**Activity**
All of the data below needs to be set down again, exactly as shown.

Entries taken from a collection:

--*--

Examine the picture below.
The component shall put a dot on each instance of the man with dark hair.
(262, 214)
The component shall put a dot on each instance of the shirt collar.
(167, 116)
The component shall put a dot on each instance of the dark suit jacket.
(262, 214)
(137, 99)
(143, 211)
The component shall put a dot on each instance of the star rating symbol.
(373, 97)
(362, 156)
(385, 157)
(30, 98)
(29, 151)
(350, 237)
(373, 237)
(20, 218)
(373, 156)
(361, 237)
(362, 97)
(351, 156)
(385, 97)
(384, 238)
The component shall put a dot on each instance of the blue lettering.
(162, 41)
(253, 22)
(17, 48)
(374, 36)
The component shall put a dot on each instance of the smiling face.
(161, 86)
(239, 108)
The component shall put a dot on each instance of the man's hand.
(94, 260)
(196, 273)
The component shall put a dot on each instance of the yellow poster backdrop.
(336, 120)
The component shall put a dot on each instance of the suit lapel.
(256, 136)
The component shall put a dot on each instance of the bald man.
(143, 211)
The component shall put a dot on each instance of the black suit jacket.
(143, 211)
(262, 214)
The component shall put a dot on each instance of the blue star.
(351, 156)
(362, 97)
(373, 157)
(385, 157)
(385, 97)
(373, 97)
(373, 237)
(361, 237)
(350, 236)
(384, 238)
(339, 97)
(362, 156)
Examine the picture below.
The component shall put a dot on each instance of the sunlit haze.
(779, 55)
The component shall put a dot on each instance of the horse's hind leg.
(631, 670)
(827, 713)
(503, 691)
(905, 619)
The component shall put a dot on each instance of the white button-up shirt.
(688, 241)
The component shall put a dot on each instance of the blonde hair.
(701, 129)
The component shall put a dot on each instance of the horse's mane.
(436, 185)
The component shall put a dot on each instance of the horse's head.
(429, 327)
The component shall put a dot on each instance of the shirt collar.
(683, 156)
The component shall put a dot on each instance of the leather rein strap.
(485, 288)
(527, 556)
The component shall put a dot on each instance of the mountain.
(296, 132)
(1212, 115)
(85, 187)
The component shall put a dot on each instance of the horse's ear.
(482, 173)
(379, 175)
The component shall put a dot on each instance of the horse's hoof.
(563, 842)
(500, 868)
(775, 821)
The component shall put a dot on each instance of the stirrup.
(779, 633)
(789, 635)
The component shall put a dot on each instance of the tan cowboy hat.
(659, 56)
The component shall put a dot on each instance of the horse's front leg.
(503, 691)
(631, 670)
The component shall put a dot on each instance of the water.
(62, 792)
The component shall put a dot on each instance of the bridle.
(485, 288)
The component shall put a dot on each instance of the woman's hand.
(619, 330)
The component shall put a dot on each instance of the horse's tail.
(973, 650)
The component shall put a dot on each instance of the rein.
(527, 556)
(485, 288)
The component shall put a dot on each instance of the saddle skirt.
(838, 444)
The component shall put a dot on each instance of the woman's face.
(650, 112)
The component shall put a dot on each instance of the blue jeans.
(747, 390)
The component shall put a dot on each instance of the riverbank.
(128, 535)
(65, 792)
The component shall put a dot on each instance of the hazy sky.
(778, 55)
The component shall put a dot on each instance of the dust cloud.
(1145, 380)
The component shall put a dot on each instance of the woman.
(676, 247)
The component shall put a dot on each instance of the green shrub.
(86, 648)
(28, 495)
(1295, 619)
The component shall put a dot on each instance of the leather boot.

--*--

**Solution**
Examine the picture below.
The component shall put a dot on each instance of the man with dark hair.
(262, 214)
The component shall put a dot on each instance of the shirt collar.
(167, 116)
The component shall put a dot on each instance of the dark suit jacket.
(262, 214)
(137, 99)
(143, 211)
The component shall put a dot on each instance of the star rating symbol.
(373, 97)
(362, 156)
(385, 157)
(30, 98)
(29, 151)
(350, 237)
(373, 237)
(20, 218)
(373, 156)
(361, 237)
(362, 97)
(351, 156)
(385, 97)
(384, 238)
The component shall put a dot on each instance of the blue lettering.
(162, 41)
(253, 22)
(17, 48)
(374, 36)
The component shall put a dot on each instance of the smiling face.
(161, 86)
(239, 108)
The component shall put a dot on each instance of the man's hand.
(94, 260)
(196, 273)
The component shall put a dot on each instance of the yellow poster backdrop.
(336, 120)
The component shall put a dot on each instance of the suit lapel.
(256, 136)
The component shall put a dot on each instance of the bald man.
(143, 211)
The component shall put a dot on each instance of the black suit jacket.
(143, 211)
(262, 214)
The component shall put a dot on each instance of the blue star.
(351, 156)
(362, 97)
(373, 157)
(385, 157)
(385, 97)
(373, 97)
(373, 237)
(361, 237)
(350, 236)
(384, 238)
(339, 97)
(362, 156)
Examine the picture below.
The component shall put a dot on each instance of the sunlit haze.
(779, 55)
The component shall put a dot on each instance of the horse's hind leg.
(631, 670)
(827, 713)
(503, 691)
(905, 619)
The component shall put a dot on each instance of the white button-up shirt.
(688, 241)
The component shall put a dot on each instance of the blonde hair.
(701, 129)
The component shall put a dot on each instance of the horse's mane.
(436, 185)
The component shall put a dot on each instance of the horse's head.
(429, 327)
The component shall put a dot on each instance of the shirt collar.
(683, 156)
The component shall put a dot on each instance of the leather rein strap.
(485, 288)
(527, 556)
The component shall put a dot on each instance of the mountain.
(296, 132)
(1212, 115)
(85, 187)
The component shall put a dot on each instance of the horse's ear.
(482, 173)
(379, 175)
The component shall put a dot on each instance of the horse's hoof.
(563, 842)
(500, 868)
(775, 821)
The component shall put a dot on each instance of the stirrup.
(779, 633)
(789, 635)
The component shall put a dot on each instance of the tan cowboy hat.
(659, 56)
The component shall put a dot on each instance of the horse's front leg.
(503, 691)
(631, 670)
The component shall put a dot on each instance of the water.
(62, 792)
The component shall put a dot on each instance of the bridle.
(485, 288)
The component shall put a dot on each instance of the woman's hand.
(619, 330)
The component shall put a dot on each instance of the horse's tail.
(973, 650)
The component shall put a dot on each instance of the rein.
(527, 556)
(485, 288)
The component shall put a dot on each instance of the saddle skirt.
(838, 444)
The component shall put a dot on each instance of the woman's face.
(650, 112)
The component shall put a dot on each instance of the blue jeans.
(747, 390)
The component shall put a dot on each instance of the riverbank.
(128, 535)
(65, 792)
The component shall put a dot on each instance of the hazy sky.
(778, 55)
The component shall put a dot on each instance of the dust cloud.
(1145, 380)
The component shall put a dot on each instance of the woman.
(676, 247)
The component shall put a dot on each instance of the green shrub.
(86, 648)
(28, 495)
(1295, 619)
The component shall put a dot on each instance of the leather boot.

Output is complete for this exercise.